→ **INFORMATION SUPPLIED**
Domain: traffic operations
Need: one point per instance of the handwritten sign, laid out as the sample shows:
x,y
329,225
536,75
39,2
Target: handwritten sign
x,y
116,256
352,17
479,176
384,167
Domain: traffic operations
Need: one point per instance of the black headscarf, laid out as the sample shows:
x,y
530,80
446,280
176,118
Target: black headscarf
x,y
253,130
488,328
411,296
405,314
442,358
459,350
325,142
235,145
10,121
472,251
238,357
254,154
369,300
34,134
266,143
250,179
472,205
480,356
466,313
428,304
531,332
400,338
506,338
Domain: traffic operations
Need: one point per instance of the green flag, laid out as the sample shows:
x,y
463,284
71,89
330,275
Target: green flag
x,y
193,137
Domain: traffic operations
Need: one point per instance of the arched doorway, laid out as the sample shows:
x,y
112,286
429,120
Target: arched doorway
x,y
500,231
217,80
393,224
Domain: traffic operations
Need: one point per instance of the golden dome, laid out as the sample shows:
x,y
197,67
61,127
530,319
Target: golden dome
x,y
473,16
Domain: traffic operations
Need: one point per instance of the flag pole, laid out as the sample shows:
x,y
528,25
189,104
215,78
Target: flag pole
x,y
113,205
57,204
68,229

--

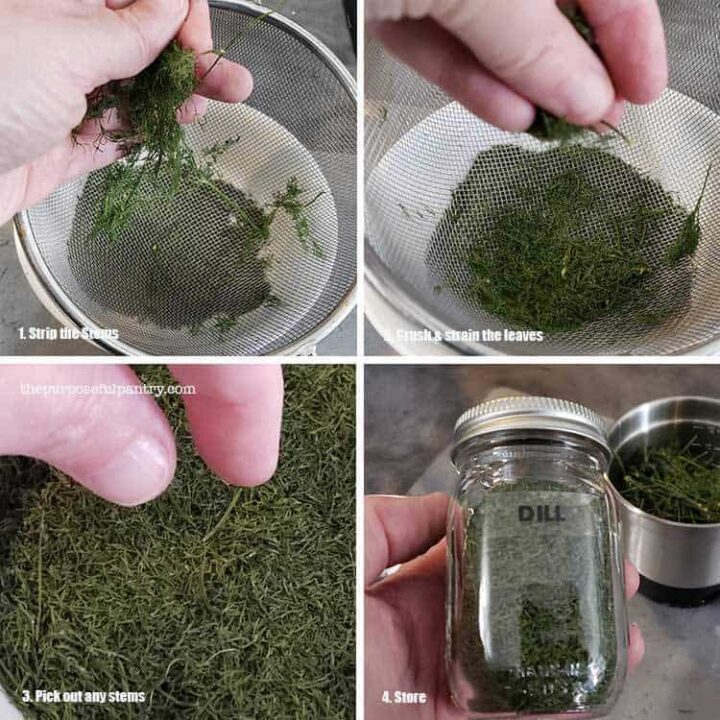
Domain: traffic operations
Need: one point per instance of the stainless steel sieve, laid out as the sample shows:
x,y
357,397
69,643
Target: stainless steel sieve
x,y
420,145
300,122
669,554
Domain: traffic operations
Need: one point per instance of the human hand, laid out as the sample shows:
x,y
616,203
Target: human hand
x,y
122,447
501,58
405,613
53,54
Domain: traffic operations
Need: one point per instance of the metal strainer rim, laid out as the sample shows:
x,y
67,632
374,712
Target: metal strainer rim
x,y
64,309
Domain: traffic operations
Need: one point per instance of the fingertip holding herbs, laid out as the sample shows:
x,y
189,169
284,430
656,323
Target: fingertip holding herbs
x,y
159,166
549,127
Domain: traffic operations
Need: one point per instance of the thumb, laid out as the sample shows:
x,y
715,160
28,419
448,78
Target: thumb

→ **WHAT IS REQUIRED**
Show each line above that contains the word "fingertip", copied in full.

→ **REPLY**
Need: one point per instance of the fingertip holding herbs, laid out as the sample shows:
Target: fingertip holding herbs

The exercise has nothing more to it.